::: Data for this exercise

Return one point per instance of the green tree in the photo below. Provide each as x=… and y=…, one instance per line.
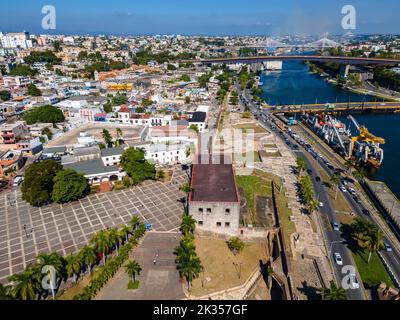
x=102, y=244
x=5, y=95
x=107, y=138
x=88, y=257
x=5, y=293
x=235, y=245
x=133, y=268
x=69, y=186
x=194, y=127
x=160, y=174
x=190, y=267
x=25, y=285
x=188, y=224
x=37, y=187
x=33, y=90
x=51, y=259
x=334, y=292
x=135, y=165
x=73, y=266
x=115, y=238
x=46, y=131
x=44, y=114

::::::
::: Data for this exercise

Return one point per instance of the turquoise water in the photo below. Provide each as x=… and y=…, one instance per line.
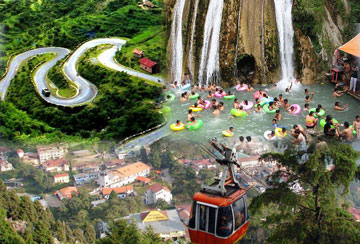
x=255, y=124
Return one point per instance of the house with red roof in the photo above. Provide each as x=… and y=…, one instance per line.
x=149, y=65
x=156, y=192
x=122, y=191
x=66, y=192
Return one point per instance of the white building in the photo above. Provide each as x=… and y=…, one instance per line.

::::::

What is needed is a verbatim copy of every line in the records above from the one containing "Return one point per instance of the house" down to the one containing "Return one point per instance of the white", both included, and nothing more.

Return one point per instance of the house with red roof in the photo above. Provide each as x=… and y=…, one instance per line.
x=149, y=65
x=156, y=192
x=122, y=191
x=66, y=192
Return one point per instance of the white building in the photo above. Provide each as x=… and y=…, one instance per line.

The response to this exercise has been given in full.